::: The records :::

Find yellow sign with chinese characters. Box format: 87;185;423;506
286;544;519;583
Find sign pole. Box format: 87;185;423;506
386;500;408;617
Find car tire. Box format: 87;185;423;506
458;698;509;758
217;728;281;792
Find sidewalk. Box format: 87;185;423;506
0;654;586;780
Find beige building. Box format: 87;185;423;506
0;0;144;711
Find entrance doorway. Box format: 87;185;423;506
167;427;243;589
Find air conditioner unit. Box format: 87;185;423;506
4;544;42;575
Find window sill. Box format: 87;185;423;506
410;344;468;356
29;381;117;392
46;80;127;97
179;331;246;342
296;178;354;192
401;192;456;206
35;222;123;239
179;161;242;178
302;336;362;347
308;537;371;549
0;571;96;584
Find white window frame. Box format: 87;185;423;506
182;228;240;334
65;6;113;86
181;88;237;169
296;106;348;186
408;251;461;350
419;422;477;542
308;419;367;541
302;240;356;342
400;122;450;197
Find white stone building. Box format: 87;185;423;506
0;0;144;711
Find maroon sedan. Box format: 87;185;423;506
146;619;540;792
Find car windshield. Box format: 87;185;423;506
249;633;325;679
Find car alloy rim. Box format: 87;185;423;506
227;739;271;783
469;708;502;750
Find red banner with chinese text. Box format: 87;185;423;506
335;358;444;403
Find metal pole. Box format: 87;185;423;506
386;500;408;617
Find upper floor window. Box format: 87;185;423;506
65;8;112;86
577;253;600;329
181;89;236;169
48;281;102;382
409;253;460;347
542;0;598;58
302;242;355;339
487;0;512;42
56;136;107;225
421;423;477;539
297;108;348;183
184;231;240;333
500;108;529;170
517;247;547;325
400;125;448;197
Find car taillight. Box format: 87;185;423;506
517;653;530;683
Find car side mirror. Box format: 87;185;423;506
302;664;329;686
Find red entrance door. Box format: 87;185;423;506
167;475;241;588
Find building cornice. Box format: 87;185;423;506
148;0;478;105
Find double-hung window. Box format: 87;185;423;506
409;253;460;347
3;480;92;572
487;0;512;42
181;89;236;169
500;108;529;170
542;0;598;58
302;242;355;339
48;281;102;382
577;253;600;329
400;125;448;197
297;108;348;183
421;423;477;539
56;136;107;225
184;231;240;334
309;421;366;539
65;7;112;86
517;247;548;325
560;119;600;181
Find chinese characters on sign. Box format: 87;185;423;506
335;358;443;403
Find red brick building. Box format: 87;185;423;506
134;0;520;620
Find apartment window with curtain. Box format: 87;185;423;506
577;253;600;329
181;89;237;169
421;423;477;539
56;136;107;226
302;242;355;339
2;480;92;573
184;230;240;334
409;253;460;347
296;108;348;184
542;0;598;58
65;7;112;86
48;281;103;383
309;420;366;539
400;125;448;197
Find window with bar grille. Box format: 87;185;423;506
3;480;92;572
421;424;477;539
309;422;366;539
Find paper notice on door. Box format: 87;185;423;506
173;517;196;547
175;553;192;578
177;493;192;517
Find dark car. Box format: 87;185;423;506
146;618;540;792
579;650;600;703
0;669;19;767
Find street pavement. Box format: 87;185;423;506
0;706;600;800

:::
::: The records :::

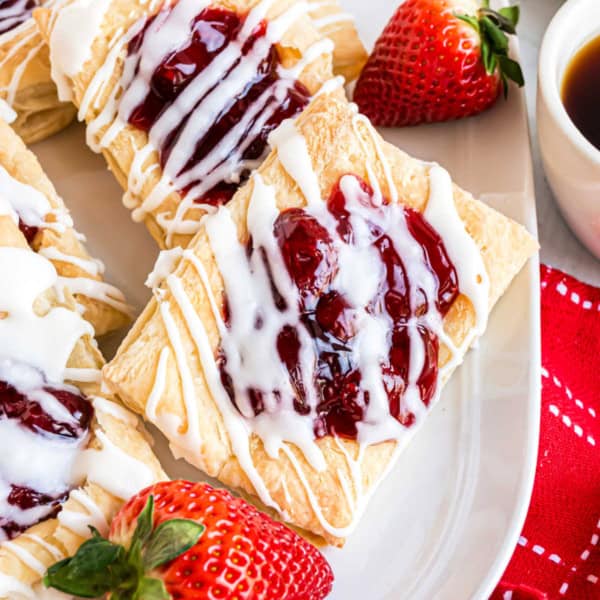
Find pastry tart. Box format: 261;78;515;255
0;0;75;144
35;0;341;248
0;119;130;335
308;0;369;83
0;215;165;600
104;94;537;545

:::

→ Exercise directions:
Reproduce, word for word, the items from the line containing "Find red entrance" through the line containing "0;669;19;767", including both of those lines.

→ Written answer:
Find red entrance door. Box format: 87;185;423;506
167;475;241;588
Find building cornice. Box format: 87;185;423;506
148;0;478;105
Find double-hung window. Box format: 87;185;423;506
409;253;460;347
3;480;92;572
487;0;512;42
181;89;236;169
500;108;529;170
542;0;598;58
302;242;355;339
48;281;102;382
577;253;600;329
400;125;448;197
297;108;348;183
421;423;477;539
56;136;107;225
184;231;240;334
309;421;366;539
65;7;112;86
517;247;548;325
560;119;600;181
Find chinese characters on sign. Box format: 87;185;423;506
335;358;443;403
Find red brick building. Box format: 87;185;423;506
134;0;520;620
Find apartment window with curtain. Box format: 87;185;423;506
577;253;600;329
181;89;237;169
421;423;477;539
56;136;107;226
302;242;355;339
2;480;92;573
184;230;240;334
409;253;460;347
296;108;348;184
542;0;598;58
65;7;112;86
48;281;103;383
309;420;366;539
400;125;448;197
Find window with bar grille. Box format: 87;185;423;506
3;480;92;572
421;424;477;539
309;422;366;539
Find paper notice on door. Box format: 87;185;423;506
173;517;196;547
175;553;192;578
177;493;192;517
Find dark car. Box format: 87;185;423;506
146;618;540;792
579;650;600;703
0;669;19;767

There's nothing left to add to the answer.